Set problem 1: In the Ceph OSD memory leak post, list every number that appears in the message body after "Hi,", each with the words it belongs to.
Set problem 2:
Using the Ceph OSD memory leak post, answer each question briefly:
(a) What eventually kills the growing OSD process?
(b) How many OSD processes does the RSS usage chart cover?
(c) From which pool are PGs being scrubbed when the process grows?
Set problem 3: From the Ceph OSD memory leak post, reproduce everything from "[0.48.3] OSD memory" down to "a few hours.".

[0.48.3] OSD memory leak when scrubbing

Sylvain Munaut <s.munaut@xxxxxxxxxxxxxxxxxxxx> · Tue, 22 Jan 2013 21:01:30 +0100

Hi,

Since I have ceph in prod, I experienced a memory leak in the OSD
forcing to restart them every 5 or 6 days. Without that the OSD
process just grows infinitely and eventually gets killed by the OOM
killer. (To make sure it wasn't "legitimate", I left one grow up to 4G
or RSS ...).

Here's for example the RSS usage of the 12 OSDs process
http://i.imgur.com/ZJxyldq.png during a few hours.

What I've just noticed is that if I look at the logs of the osd
process right when it grows, I can see it's scrubbing PGs from pool
#3. When scrubbing PGs from other pools, nothing really happens memory
wise.

Provided data:
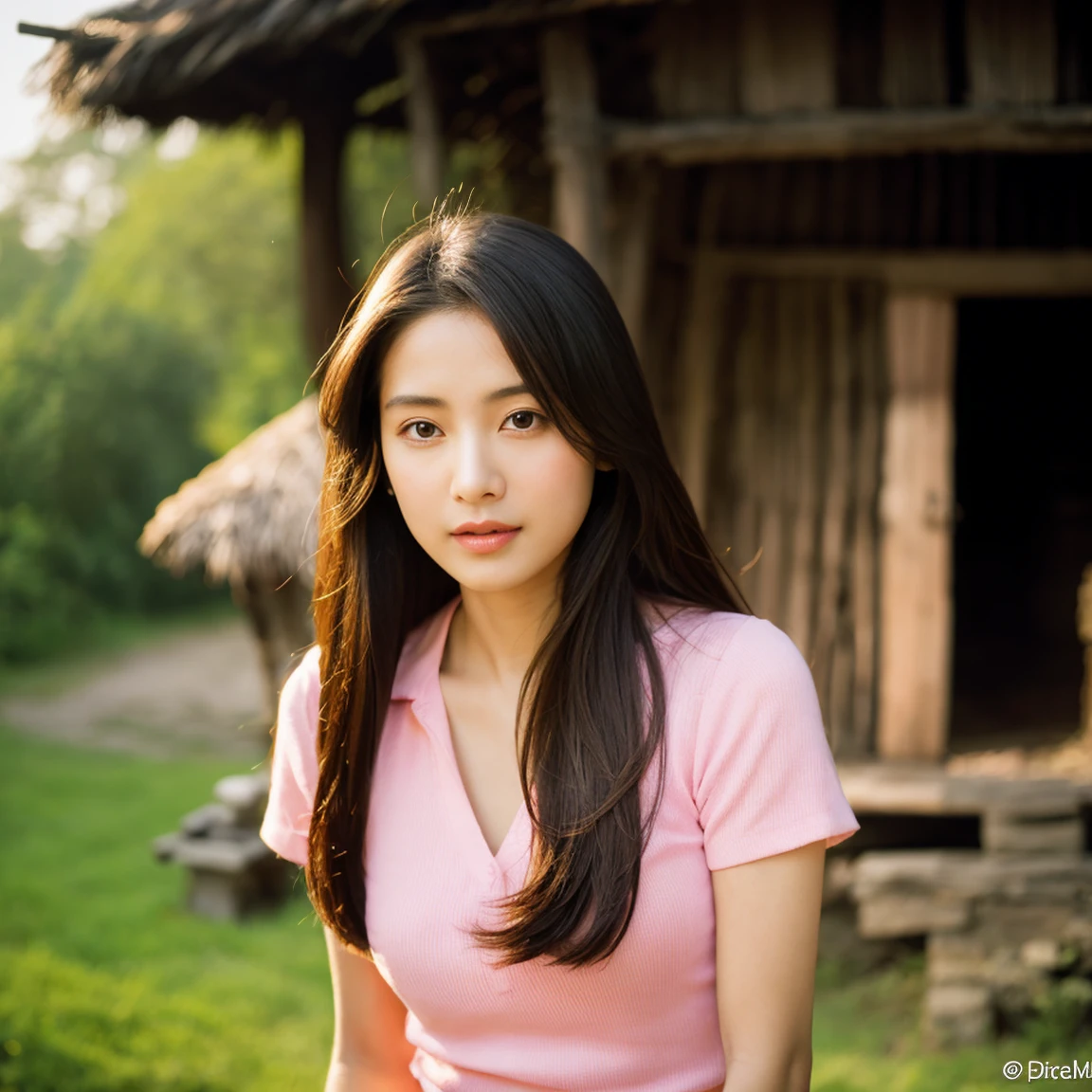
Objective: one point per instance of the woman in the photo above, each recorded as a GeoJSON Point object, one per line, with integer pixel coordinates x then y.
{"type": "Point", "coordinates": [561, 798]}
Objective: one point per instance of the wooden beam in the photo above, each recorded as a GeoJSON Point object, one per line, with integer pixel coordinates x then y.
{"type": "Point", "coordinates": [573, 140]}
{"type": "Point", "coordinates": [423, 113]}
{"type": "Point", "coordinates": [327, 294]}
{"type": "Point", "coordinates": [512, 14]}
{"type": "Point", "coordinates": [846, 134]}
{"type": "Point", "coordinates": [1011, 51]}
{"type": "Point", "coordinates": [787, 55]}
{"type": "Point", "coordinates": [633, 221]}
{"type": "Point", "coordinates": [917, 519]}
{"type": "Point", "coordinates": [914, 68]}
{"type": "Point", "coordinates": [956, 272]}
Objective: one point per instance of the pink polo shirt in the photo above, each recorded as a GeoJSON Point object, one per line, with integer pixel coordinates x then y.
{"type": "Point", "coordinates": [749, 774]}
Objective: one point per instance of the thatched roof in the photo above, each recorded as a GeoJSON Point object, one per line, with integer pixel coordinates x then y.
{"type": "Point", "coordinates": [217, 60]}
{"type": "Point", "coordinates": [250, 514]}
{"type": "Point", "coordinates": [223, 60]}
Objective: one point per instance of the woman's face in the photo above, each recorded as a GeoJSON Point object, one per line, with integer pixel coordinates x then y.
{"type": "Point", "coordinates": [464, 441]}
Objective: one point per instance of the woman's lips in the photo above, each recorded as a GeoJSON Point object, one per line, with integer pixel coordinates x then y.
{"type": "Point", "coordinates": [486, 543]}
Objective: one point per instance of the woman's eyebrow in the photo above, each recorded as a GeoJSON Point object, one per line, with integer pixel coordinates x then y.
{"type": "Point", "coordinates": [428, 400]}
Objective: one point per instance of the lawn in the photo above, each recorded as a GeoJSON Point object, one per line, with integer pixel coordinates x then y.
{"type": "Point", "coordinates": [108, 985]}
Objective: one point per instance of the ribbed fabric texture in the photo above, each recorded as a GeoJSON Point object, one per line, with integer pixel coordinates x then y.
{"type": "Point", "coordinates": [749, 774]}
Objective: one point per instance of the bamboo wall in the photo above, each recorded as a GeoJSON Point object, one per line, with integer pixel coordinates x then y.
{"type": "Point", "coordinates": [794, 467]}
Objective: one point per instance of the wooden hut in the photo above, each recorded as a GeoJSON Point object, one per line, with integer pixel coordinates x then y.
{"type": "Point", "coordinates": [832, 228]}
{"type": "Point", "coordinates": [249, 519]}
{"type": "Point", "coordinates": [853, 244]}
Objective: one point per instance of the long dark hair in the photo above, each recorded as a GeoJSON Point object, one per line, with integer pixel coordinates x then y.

Answer 1:
- 5 ("every 5 or 6 days")
- 6 ("every 5 or 6 days")
- 4G ("grow up to 4G")
- 12 ("the 12 OSDs process")
- 3 ("pool #3")

Answer 2:
(a) The OOM killer.
(b) 12.
(c) Pool #3.

Answer 3:
[0.48.3] OSD memory leak when scrubbing

Sylvain Munaut <s.munaut@xxxxxxxxxxxxxxxxxxxx> · Tue, 22 Jan 2013 21:01:30 +0100

Hi,

Since I have ceph in prod, I experienced a memory leak in the OSD
forcing to restart them every 5 or 6 days. Without that the OSD
process just grows infinitely and eventually gets killed by the OOM
killer. (To make sure it wasn't "legitimate", I left one grow up to 4G
or RSS ...).

Here's for example the RSS usage of the 12 OSDs process
http://i.imgur.com/ZJxyldq.png during a few hours.